Dataset excerpt:
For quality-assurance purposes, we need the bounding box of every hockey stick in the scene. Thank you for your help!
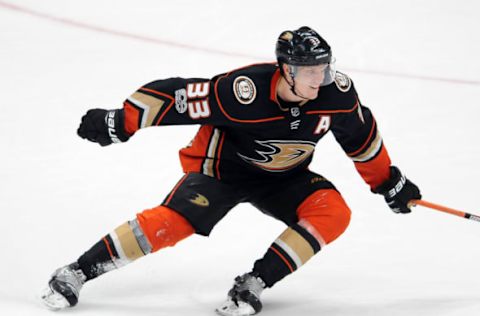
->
[409,200,480,222]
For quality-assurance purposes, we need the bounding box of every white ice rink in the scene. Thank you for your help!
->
[0,0,480,316]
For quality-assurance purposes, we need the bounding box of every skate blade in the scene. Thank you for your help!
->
[215,300,255,316]
[40,287,70,311]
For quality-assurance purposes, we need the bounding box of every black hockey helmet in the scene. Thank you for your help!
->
[275,26,332,66]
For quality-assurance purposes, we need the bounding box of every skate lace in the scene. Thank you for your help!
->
[229,273,266,303]
[53,266,87,293]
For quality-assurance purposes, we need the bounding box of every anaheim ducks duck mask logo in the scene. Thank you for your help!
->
[237,140,315,172]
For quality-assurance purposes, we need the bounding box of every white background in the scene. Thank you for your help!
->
[0,0,480,316]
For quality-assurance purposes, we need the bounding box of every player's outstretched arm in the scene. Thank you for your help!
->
[372,166,422,214]
[77,109,130,146]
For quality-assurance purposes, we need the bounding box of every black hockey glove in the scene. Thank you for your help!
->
[373,166,422,214]
[77,109,130,146]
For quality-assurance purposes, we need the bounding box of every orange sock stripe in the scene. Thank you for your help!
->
[270,247,294,273]
[103,237,115,261]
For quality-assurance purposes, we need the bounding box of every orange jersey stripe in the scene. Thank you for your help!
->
[354,145,391,189]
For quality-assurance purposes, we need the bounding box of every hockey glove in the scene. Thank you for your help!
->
[77,109,130,146]
[373,166,422,214]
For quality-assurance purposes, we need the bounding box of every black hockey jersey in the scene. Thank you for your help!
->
[124,63,390,188]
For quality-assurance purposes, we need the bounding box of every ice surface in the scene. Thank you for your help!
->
[0,0,480,316]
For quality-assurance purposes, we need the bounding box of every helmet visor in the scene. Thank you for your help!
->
[293,58,335,87]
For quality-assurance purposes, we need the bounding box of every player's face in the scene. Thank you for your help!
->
[295,64,328,100]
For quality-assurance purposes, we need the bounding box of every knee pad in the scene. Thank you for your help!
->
[297,189,351,246]
[137,206,195,252]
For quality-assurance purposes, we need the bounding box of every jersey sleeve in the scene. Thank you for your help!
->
[332,97,391,190]
[123,78,232,135]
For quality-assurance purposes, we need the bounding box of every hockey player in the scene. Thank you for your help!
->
[42,27,421,316]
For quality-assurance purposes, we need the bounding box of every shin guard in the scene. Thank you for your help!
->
[77,206,194,280]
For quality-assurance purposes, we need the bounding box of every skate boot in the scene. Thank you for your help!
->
[215,272,266,316]
[41,262,87,310]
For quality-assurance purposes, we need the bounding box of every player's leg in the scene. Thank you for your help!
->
[217,172,350,316]
[42,206,195,309]
[42,173,242,309]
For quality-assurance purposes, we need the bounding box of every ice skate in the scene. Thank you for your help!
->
[215,273,265,316]
[40,262,87,310]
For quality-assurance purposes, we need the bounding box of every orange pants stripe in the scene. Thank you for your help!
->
[297,189,351,244]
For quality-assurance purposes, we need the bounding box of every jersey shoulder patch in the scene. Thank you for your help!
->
[335,71,352,92]
[232,76,257,105]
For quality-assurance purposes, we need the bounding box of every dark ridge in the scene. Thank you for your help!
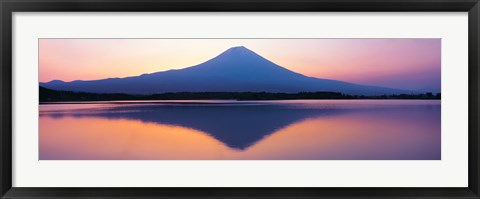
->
[39,86,441,103]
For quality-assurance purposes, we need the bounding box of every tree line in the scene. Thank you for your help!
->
[39,87,441,102]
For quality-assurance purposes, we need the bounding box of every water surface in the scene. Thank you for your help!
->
[39,100,441,160]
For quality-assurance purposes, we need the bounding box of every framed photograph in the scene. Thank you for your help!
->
[0,0,480,198]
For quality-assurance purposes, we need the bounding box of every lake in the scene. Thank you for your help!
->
[39,100,441,160]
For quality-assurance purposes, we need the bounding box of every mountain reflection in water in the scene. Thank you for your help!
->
[39,100,440,160]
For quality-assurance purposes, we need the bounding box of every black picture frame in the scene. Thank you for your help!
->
[0,0,480,198]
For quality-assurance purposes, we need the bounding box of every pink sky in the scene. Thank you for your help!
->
[39,39,441,90]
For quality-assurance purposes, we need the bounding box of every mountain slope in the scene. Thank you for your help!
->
[40,46,413,95]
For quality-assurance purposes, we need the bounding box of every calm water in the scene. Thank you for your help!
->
[39,100,441,160]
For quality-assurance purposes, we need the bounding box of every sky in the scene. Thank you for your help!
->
[39,38,441,91]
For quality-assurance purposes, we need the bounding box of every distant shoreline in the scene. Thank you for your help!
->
[39,87,441,104]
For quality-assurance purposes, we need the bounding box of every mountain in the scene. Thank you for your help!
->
[40,46,414,96]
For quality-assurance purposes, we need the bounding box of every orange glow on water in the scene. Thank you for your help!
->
[39,101,440,160]
[40,117,236,160]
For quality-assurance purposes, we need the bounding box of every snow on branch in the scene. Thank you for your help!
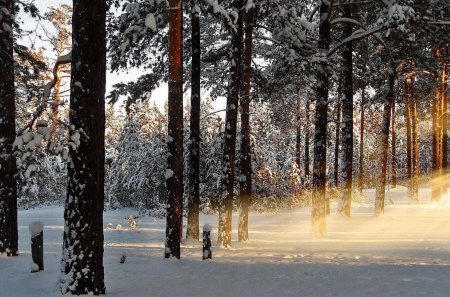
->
[18,51,72,135]
[327,24,393,57]
[203,0,238,32]
[328,18,386,56]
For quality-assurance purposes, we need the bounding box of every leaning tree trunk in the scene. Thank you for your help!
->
[391,101,397,188]
[411,81,419,201]
[0,0,18,256]
[338,5,353,217]
[441,62,449,194]
[60,0,106,295]
[375,62,396,216]
[334,96,341,187]
[405,78,413,200]
[238,8,255,241]
[358,86,366,195]
[165,0,183,259]
[186,0,201,240]
[295,98,302,168]
[431,87,441,201]
[217,0,244,247]
[303,99,310,182]
[311,0,331,236]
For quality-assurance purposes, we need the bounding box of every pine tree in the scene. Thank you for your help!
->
[238,2,255,241]
[186,0,201,240]
[59,0,107,295]
[217,0,244,247]
[165,0,183,259]
[0,0,18,256]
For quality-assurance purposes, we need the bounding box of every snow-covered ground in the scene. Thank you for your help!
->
[0,188,450,297]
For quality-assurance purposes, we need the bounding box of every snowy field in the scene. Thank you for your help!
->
[0,189,450,297]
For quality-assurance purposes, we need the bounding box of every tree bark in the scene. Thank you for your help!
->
[60,0,106,295]
[0,0,19,256]
[217,0,244,247]
[375,62,396,216]
[165,0,184,259]
[311,0,331,236]
[186,0,201,240]
[405,78,413,200]
[411,81,419,201]
[295,98,302,168]
[431,87,441,201]
[358,86,366,195]
[238,8,255,242]
[391,101,397,188]
[441,62,449,194]
[303,100,310,182]
[338,5,353,217]
[334,96,341,187]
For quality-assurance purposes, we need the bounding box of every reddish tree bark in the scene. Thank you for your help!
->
[217,0,244,247]
[165,0,183,259]
[0,0,19,256]
[431,87,441,201]
[238,8,255,241]
[60,0,106,295]
[375,61,396,216]
[186,0,201,240]
[337,5,353,217]
[311,0,331,236]
[391,102,397,188]
[411,81,419,201]
[405,78,413,200]
[358,86,366,194]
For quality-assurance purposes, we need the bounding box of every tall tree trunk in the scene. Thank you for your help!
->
[217,0,244,247]
[358,86,366,195]
[431,87,441,201]
[338,5,353,217]
[375,61,396,216]
[186,0,201,240]
[60,0,106,295]
[165,0,184,259]
[442,62,449,194]
[295,98,302,168]
[411,80,419,201]
[405,78,413,200]
[311,0,331,236]
[334,97,341,187]
[238,8,255,241]
[303,99,310,181]
[391,101,397,188]
[0,0,19,256]
[52,75,61,143]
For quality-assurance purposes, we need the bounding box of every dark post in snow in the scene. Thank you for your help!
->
[203,224,212,260]
[29,222,44,272]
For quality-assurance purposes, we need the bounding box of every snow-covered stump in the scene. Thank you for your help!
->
[203,224,212,260]
[30,222,44,272]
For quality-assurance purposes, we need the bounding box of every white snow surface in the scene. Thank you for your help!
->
[0,188,450,297]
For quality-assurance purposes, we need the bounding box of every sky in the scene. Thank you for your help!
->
[20,0,226,117]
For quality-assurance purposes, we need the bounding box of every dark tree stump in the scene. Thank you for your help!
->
[203,224,212,260]
[30,222,44,272]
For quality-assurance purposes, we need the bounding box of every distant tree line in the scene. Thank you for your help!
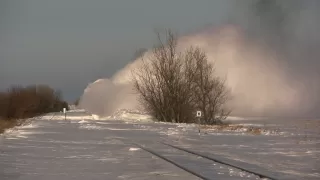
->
[0,85,69,121]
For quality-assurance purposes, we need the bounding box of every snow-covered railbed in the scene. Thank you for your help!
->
[0,111,320,180]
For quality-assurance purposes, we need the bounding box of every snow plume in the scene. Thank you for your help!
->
[80,0,320,116]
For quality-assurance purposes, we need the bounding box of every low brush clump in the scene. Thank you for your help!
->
[0,85,69,133]
[200,124,266,135]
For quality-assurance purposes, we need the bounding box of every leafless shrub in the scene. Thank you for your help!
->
[132,30,229,124]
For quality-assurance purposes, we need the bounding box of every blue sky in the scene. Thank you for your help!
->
[0,0,235,100]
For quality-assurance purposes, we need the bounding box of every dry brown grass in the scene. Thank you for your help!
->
[0,119,28,134]
[200,124,263,135]
[0,120,18,134]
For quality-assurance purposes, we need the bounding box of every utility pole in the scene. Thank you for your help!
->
[196,111,202,135]
[63,108,67,120]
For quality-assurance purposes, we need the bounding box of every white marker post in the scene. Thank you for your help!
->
[196,111,202,135]
[63,108,67,120]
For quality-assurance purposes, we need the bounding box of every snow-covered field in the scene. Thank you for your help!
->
[0,110,320,180]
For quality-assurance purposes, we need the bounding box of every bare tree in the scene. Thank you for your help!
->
[185,47,231,124]
[132,30,227,124]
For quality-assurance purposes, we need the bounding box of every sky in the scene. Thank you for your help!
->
[0,0,230,101]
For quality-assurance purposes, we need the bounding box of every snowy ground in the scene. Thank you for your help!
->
[0,110,320,180]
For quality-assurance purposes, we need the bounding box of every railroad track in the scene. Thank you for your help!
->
[133,142,279,180]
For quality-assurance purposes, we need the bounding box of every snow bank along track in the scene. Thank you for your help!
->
[133,142,279,180]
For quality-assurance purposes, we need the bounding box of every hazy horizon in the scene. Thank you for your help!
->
[0,0,231,102]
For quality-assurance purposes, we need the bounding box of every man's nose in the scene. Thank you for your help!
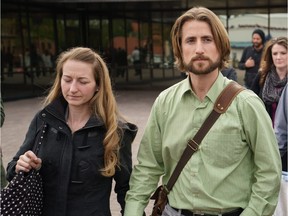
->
[70,81,78,92]
[195,41,204,54]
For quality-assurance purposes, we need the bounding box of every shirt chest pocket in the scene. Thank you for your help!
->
[201,133,246,168]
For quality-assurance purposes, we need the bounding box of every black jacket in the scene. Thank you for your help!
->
[7,98,137,216]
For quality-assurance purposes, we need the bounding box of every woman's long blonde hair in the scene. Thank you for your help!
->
[44,47,121,176]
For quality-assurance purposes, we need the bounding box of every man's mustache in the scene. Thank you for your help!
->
[191,55,209,61]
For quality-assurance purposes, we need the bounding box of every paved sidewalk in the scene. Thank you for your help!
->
[1,88,161,216]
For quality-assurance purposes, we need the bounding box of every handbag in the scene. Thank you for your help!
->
[0,125,47,216]
[150,81,244,216]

__Work to be completed__: Copy the records again from the very start through the line containing "[275,26,332,66]", with both ends included. Omit the pictures from your answer.

__Correct response__:
For quality-assurance purposes, we need the bounding box of every hockey stick in the scene. Thank you for your help!
->
[409,200,480,222]
For quality-assurance purposes, we need the bounding box of every white ice rink in the scene. Thank you for your help!
->
[0,0,480,316]
For quality-assurance purposes, we need the bounding box of every skate blade in the scene. Thank you for your help!
->
[215,300,255,316]
[40,287,70,311]
For quality-assurance purposes, we need the bounding box of every black hockey helmet in the scene. Thank you for your help!
->
[275,26,332,66]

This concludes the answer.